[WORK REQUIRED]:
The lines running from the one that contains "Query: green mountain" to the end of the records below are what to reproduce, exactly and without pictures.

[SOURCE MATERIAL]:
= = = = =
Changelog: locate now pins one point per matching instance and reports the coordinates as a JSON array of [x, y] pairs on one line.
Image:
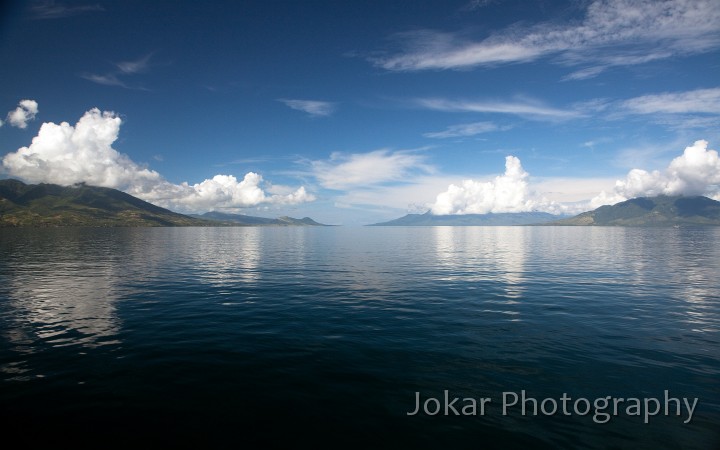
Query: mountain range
[[651, 211], [51, 205], [637, 212]]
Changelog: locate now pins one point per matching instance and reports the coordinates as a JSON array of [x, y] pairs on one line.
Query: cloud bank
[[695, 172], [25, 112], [506, 193], [64, 154], [612, 33]]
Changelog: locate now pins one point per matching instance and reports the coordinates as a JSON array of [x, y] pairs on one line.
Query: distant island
[[638, 212], [51, 205], [660, 211], [491, 219]]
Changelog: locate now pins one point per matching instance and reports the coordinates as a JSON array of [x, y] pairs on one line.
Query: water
[[224, 337]]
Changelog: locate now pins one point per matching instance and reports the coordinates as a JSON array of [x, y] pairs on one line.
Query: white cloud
[[52, 10], [25, 112], [528, 109], [697, 101], [65, 155], [507, 193], [463, 130], [137, 66], [361, 170], [124, 69], [315, 108], [612, 32], [695, 172]]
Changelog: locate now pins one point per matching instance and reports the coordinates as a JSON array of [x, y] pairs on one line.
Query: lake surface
[[230, 337]]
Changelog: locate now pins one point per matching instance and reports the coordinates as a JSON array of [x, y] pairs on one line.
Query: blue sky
[[357, 112]]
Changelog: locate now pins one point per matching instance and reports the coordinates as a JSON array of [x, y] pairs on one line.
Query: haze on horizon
[[357, 114]]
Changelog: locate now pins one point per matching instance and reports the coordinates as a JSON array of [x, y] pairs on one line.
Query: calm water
[[224, 337]]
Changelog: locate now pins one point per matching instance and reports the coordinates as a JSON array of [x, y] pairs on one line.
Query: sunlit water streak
[[217, 335]]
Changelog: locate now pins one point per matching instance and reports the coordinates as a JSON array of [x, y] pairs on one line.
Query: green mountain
[[497, 219], [49, 205], [651, 212], [241, 219]]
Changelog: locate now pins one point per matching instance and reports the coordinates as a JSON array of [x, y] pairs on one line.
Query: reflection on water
[[224, 256], [339, 327], [483, 254], [62, 287]]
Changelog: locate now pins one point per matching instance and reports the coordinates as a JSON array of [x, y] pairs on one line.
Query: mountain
[[241, 219], [651, 212], [492, 219], [80, 205], [50, 205]]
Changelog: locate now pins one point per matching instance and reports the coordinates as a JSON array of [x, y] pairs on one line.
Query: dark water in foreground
[[231, 337]]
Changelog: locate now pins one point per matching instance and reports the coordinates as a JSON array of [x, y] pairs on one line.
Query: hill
[[651, 212], [43, 205], [492, 219]]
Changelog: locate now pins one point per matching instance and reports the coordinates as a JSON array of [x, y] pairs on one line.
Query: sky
[[358, 112]]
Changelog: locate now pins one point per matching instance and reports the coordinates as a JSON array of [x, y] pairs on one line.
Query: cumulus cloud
[[612, 33], [695, 172], [464, 130], [65, 154], [343, 171], [315, 108], [25, 112], [506, 193]]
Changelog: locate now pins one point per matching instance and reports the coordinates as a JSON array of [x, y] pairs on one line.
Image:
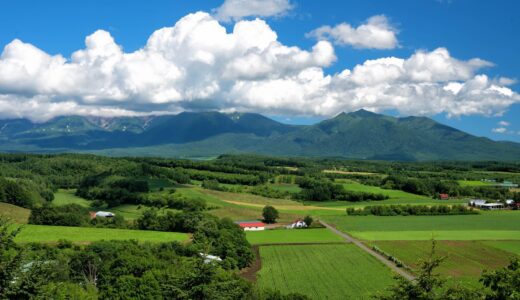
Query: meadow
[[292, 236], [464, 260], [52, 234], [341, 271]]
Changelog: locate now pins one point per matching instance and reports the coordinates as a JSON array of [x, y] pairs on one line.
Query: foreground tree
[[270, 214]]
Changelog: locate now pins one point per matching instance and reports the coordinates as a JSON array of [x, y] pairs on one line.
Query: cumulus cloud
[[197, 64], [233, 10], [375, 33]]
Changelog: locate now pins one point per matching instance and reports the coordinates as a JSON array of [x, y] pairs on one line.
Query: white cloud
[[233, 10], [376, 33], [197, 65]]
= = = = =
[OUTPUT]:
Query: green mountain
[[497, 219], [49, 205], [651, 212], [241, 219]]
Changelog: locate now pins one point per matching instance and reports the coordinates as a JSON array of [x, y] pairs on one line.
Query: reflection on water
[[224, 256], [339, 327], [483, 254], [62, 287]]
Changelog: locate now pins one point per matching instance and reports the coordinates as a JSON array of [x, y] pairs on one line.
Query: mountain
[[241, 219], [651, 212], [492, 219], [80, 205], [50, 205]]
Changelog: locate now pins one point per matching instance and reports the coordinates as a JSON array of [x, y] pairs on one line.
Query: dark water in foreground
[[231, 337]]
Changelog: locate now pins one point per matching instance and reports the coordinates as a JSON array of [x, y] pairs on one line.
Query: hill
[[651, 212], [43, 205], [492, 219]]
Changelog: locate now pins one point per matching instance and reports the coordinates as a JSON array of [x, y] pairs on one line.
Query: sky
[[358, 112]]
Changelog: locate now pins one point per matching instance and reports the coordinates as a JSON array of [x, y] pairs on one line.
Query: cumulus cloud
[[612, 33], [695, 172], [464, 130], [65, 154], [343, 171], [315, 108], [25, 112], [506, 193]]
Changelog: locate now pins one point per matching instance and reports the coordinates as a JSON array of [x, y] pairs on one line.
Image:
Query: meadow
[[292, 236], [464, 260], [52, 234], [341, 271]]
Changelog: locate now pins one point per matching instance and reports the coordinates as a JSON array of [x, y] pairs on one line.
Query: foreground tree
[[270, 214]]
Changelog: locate now pins one point per matching instance and reports the coordinates as a JSON array of [x, y] pairs on one line.
Query: cumulus cloud
[[197, 64], [233, 10], [375, 33]]
Changelog: locate now pins one point per matching instance and reports the coordinates as a JSON array of [x, y] pairs on one line.
Query: white cloud
[[233, 10], [376, 33], [197, 65]]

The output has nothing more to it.